**REQUIREMENT**
Below are entries. Copy exactly the lines running from the line that holds "lookup modern apartment building" to the line that holds "lookup drainpipe", with both ends included.

··········

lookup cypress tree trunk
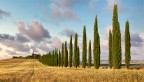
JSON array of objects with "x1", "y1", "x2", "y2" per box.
[
  {"x1": 64, "y1": 41, "x2": 68, "y2": 67},
  {"x1": 109, "y1": 30, "x2": 112, "y2": 68},
  {"x1": 125, "y1": 20, "x2": 131, "y2": 69},
  {"x1": 82, "y1": 26, "x2": 87, "y2": 68},
  {"x1": 69, "y1": 35, "x2": 73, "y2": 68},
  {"x1": 93, "y1": 16, "x2": 100, "y2": 69},
  {"x1": 74, "y1": 33, "x2": 78, "y2": 68},
  {"x1": 112, "y1": 5, "x2": 122, "y2": 69},
  {"x1": 88, "y1": 40, "x2": 92, "y2": 68}
]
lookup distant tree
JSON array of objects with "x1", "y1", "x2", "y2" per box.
[
  {"x1": 64, "y1": 41, "x2": 68, "y2": 67},
  {"x1": 109, "y1": 30, "x2": 112, "y2": 68},
  {"x1": 74, "y1": 33, "x2": 78, "y2": 68},
  {"x1": 88, "y1": 40, "x2": 92, "y2": 68},
  {"x1": 58, "y1": 50, "x2": 62, "y2": 67},
  {"x1": 69, "y1": 35, "x2": 73, "y2": 68},
  {"x1": 93, "y1": 16, "x2": 100, "y2": 69},
  {"x1": 125, "y1": 20, "x2": 131, "y2": 69},
  {"x1": 82, "y1": 26, "x2": 87, "y2": 68},
  {"x1": 112, "y1": 5, "x2": 122, "y2": 69}
]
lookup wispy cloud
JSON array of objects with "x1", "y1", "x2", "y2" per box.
[
  {"x1": 0, "y1": 9, "x2": 10, "y2": 19},
  {"x1": 60, "y1": 28, "x2": 77, "y2": 37},
  {"x1": 88, "y1": 0, "x2": 99, "y2": 11},
  {"x1": 48, "y1": 0, "x2": 80, "y2": 24},
  {"x1": 5, "y1": 49, "x2": 17, "y2": 55}
]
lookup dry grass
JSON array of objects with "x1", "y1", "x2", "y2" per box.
[{"x1": 0, "y1": 59, "x2": 144, "y2": 82}]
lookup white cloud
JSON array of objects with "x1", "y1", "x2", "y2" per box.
[
  {"x1": 0, "y1": 21, "x2": 63, "y2": 58},
  {"x1": 17, "y1": 21, "x2": 51, "y2": 42},
  {"x1": 0, "y1": 54, "x2": 12, "y2": 60}
]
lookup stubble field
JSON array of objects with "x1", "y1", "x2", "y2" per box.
[{"x1": 0, "y1": 59, "x2": 144, "y2": 82}]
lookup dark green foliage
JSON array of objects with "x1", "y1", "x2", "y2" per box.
[
  {"x1": 39, "y1": 51, "x2": 59, "y2": 66},
  {"x1": 77, "y1": 46, "x2": 80, "y2": 67},
  {"x1": 74, "y1": 33, "x2": 78, "y2": 68},
  {"x1": 82, "y1": 26, "x2": 87, "y2": 68},
  {"x1": 109, "y1": 30, "x2": 112, "y2": 68},
  {"x1": 55, "y1": 49, "x2": 58, "y2": 66},
  {"x1": 69, "y1": 35, "x2": 73, "y2": 68},
  {"x1": 112, "y1": 5, "x2": 122, "y2": 69},
  {"x1": 64, "y1": 41, "x2": 68, "y2": 67},
  {"x1": 58, "y1": 50, "x2": 62, "y2": 67},
  {"x1": 61, "y1": 43, "x2": 64, "y2": 67},
  {"x1": 93, "y1": 16, "x2": 100, "y2": 69},
  {"x1": 88, "y1": 40, "x2": 92, "y2": 68},
  {"x1": 125, "y1": 20, "x2": 131, "y2": 69}
]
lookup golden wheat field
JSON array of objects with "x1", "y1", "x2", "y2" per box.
[{"x1": 0, "y1": 59, "x2": 144, "y2": 82}]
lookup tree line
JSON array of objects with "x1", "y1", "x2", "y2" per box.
[{"x1": 39, "y1": 5, "x2": 131, "y2": 69}]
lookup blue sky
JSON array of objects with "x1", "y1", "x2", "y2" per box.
[{"x1": 0, "y1": 0, "x2": 144, "y2": 60}]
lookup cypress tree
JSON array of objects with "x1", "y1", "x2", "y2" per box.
[
  {"x1": 58, "y1": 50, "x2": 61, "y2": 67},
  {"x1": 74, "y1": 33, "x2": 78, "y2": 68},
  {"x1": 51, "y1": 51, "x2": 54, "y2": 66},
  {"x1": 125, "y1": 20, "x2": 131, "y2": 69},
  {"x1": 88, "y1": 40, "x2": 92, "y2": 68},
  {"x1": 61, "y1": 43, "x2": 64, "y2": 67},
  {"x1": 109, "y1": 30, "x2": 112, "y2": 68},
  {"x1": 64, "y1": 41, "x2": 68, "y2": 67},
  {"x1": 69, "y1": 35, "x2": 73, "y2": 68},
  {"x1": 93, "y1": 16, "x2": 100, "y2": 69},
  {"x1": 55, "y1": 49, "x2": 58, "y2": 66},
  {"x1": 82, "y1": 26, "x2": 87, "y2": 68},
  {"x1": 112, "y1": 5, "x2": 122, "y2": 69},
  {"x1": 77, "y1": 46, "x2": 80, "y2": 67}
]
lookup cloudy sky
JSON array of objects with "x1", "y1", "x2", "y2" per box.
[{"x1": 0, "y1": 0, "x2": 144, "y2": 60}]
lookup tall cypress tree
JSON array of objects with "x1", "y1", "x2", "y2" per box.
[
  {"x1": 109, "y1": 30, "x2": 112, "y2": 68},
  {"x1": 74, "y1": 33, "x2": 78, "y2": 68},
  {"x1": 125, "y1": 20, "x2": 131, "y2": 69},
  {"x1": 82, "y1": 26, "x2": 87, "y2": 68},
  {"x1": 64, "y1": 41, "x2": 68, "y2": 67},
  {"x1": 69, "y1": 35, "x2": 73, "y2": 68},
  {"x1": 52, "y1": 50, "x2": 55, "y2": 66},
  {"x1": 112, "y1": 5, "x2": 122, "y2": 69},
  {"x1": 88, "y1": 40, "x2": 92, "y2": 68},
  {"x1": 77, "y1": 46, "x2": 80, "y2": 67},
  {"x1": 55, "y1": 49, "x2": 58, "y2": 66},
  {"x1": 93, "y1": 16, "x2": 100, "y2": 69},
  {"x1": 61, "y1": 43, "x2": 64, "y2": 67},
  {"x1": 58, "y1": 50, "x2": 61, "y2": 67}
]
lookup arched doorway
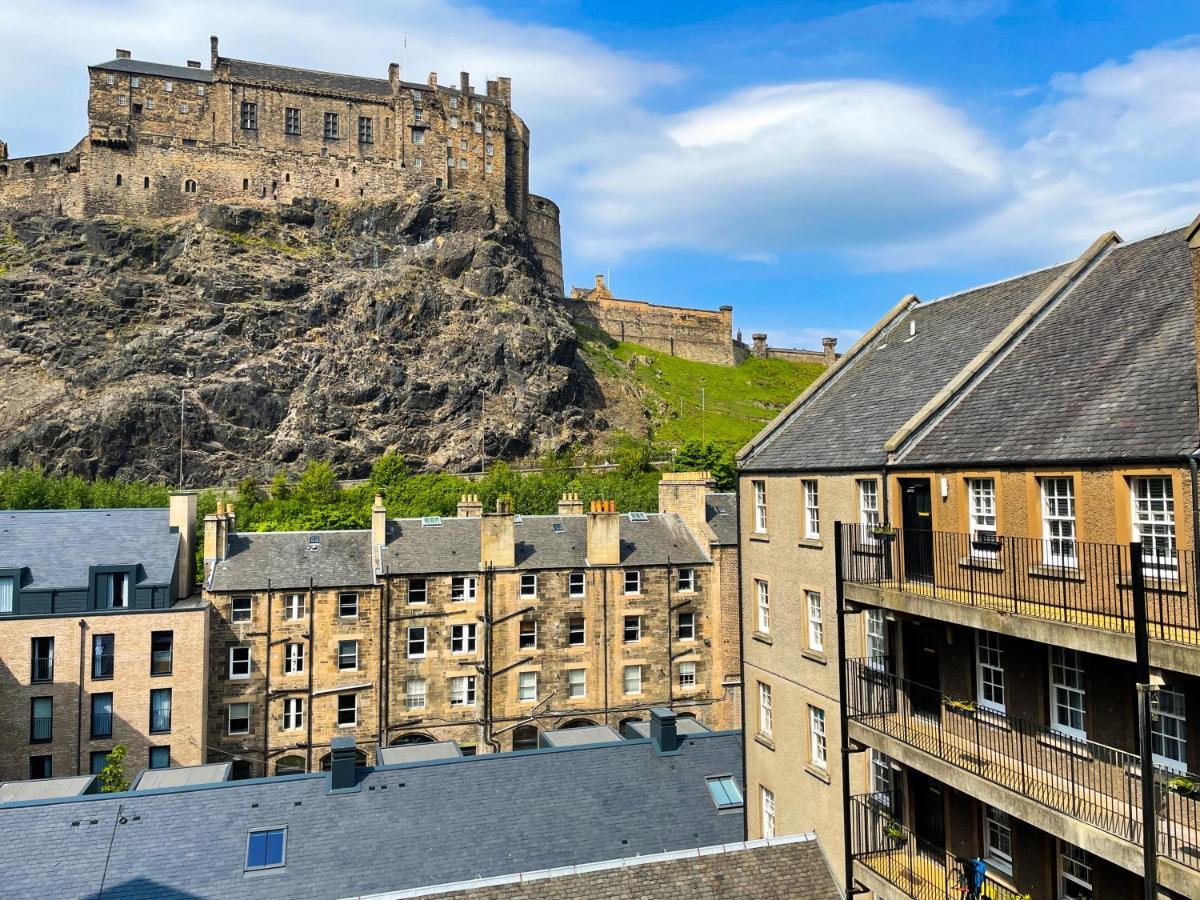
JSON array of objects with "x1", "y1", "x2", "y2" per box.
[
  {"x1": 560, "y1": 718, "x2": 598, "y2": 729},
  {"x1": 512, "y1": 724, "x2": 539, "y2": 751},
  {"x1": 389, "y1": 733, "x2": 435, "y2": 746},
  {"x1": 275, "y1": 755, "x2": 305, "y2": 776},
  {"x1": 318, "y1": 749, "x2": 367, "y2": 771},
  {"x1": 230, "y1": 760, "x2": 254, "y2": 780},
  {"x1": 618, "y1": 717, "x2": 644, "y2": 739}
]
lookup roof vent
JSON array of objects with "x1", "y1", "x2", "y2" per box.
[
  {"x1": 629, "y1": 511, "x2": 649, "y2": 522},
  {"x1": 307, "y1": 534, "x2": 320, "y2": 550},
  {"x1": 421, "y1": 516, "x2": 442, "y2": 527},
  {"x1": 186, "y1": 60, "x2": 201, "y2": 68}
]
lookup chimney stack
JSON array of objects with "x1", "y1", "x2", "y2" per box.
[
  {"x1": 822, "y1": 337, "x2": 838, "y2": 367},
  {"x1": 557, "y1": 492, "x2": 584, "y2": 516},
  {"x1": 658, "y1": 472, "x2": 714, "y2": 546},
  {"x1": 168, "y1": 493, "x2": 197, "y2": 599},
  {"x1": 115, "y1": 49, "x2": 131, "y2": 60},
  {"x1": 388, "y1": 62, "x2": 400, "y2": 94},
  {"x1": 457, "y1": 493, "x2": 483, "y2": 518},
  {"x1": 481, "y1": 498, "x2": 515, "y2": 568},
  {"x1": 460, "y1": 71, "x2": 471, "y2": 96},
  {"x1": 751, "y1": 333, "x2": 768, "y2": 358},
  {"x1": 486, "y1": 79, "x2": 498, "y2": 99},
  {"x1": 329, "y1": 736, "x2": 358, "y2": 791},
  {"x1": 203, "y1": 501, "x2": 230, "y2": 576},
  {"x1": 586, "y1": 499, "x2": 620, "y2": 565},
  {"x1": 497, "y1": 76, "x2": 511, "y2": 106},
  {"x1": 372, "y1": 494, "x2": 388, "y2": 549},
  {"x1": 210, "y1": 35, "x2": 219, "y2": 71},
  {"x1": 428, "y1": 71, "x2": 438, "y2": 88},
  {"x1": 649, "y1": 707, "x2": 679, "y2": 754}
]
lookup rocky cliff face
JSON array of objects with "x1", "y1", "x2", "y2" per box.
[{"x1": 0, "y1": 189, "x2": 599, "y2": 483}]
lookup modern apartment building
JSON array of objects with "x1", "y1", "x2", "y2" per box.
[
  {"x1": 0, "y1": 495, "x2": 208, "y2": 781},
  {"x1": 201, "y1": 474, "x2": 741, "y2": 776},
  {"x1": 737, "y1": 221, "x2": 1200, "y2": 899}
]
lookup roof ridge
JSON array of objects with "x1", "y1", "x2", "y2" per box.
[
  {"x1": 0, "y1": 506, "x2": 165, "y2": 514},
  {"x1": 225, "y1": 56, "x2": 388, "y2": 84},
  {"x1": 921, "y1": 257, "x2": 1070, "y2": 307}
]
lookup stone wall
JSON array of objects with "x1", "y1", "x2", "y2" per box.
[
  {"x1": 526, "y1": 193, "x2": 563, "y2": 294},
  {"x1": 566, "y1": 294, "x2": 737, "y2": 366}
]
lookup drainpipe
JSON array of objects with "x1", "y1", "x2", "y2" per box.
[
  {"x1": 734, "y1": 476, "x2": 748, "y2": 841},
  {"x1": 378, "y1": 569, "x2": 388, "y2": 756},
  {"x1": 880, "y1": 464, "x2": 891, "y2": 525},
  {"x1": 666, "y1": 557, "x2": 673, "y2": 707},
  {"x1": 483, "y1": 563, "x2": 500, "y2": 752},
  {"x1": 77, "y1": 619, "x2": 86, "y2": 776},
  {"x1": 305, "y1": 576, "x2": 314, "y2": 772},
  {"x1": 602, "y1": 568, "x2": 610, "y2": 726},
  {"x1": 835, "y1": 522, "x2": 867, "y2": 897},
  {"x1": 1131, "y1": 544, "x2": 1158, "y2": 900},
  {"x1": 263, "y1": 579, "x2": 272, "y2": 775},
  {"x1": 1187, "y1": 451, "x2": 1200, "y2": 601}
]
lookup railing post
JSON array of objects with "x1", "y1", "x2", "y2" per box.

··········

**TASK OUTPUT**
lookup modern apartment building
JSON array of objects with "x1", "y1", "x2", "y2" per box.
[
  {"x1": 0, "y1": 495, "x2": 208, "y2": 781},
  {"x1": 201, "y1": 474, "x2": 741, "y2": 776},
  {"x1": 737, "y1": 221, "x2": 1200, "y2": 899}
]
lookup roof ridge
JSON array of objects with "x1", "y1", "x2", "y2" per box.
[
  {"x1": 0, "y1": 506, "x2": 165, "y2": 514},
  {"x1": 225, "y1": 56, "x2": 388, "y2": 84},
  {"x1": 921, "y1": 257, "x2": 1070, "y2": 307}
]
lookup stone wall
JSON array of objects with "x1", "y1", "x2", "y2" per box.
[
  {"x1": 526, "y1": 193, "x2": 563, "y2": 294},
  {"x1": 566, "y1": 294, "x2": 737, "y2": 366}
]
lookup drainpipe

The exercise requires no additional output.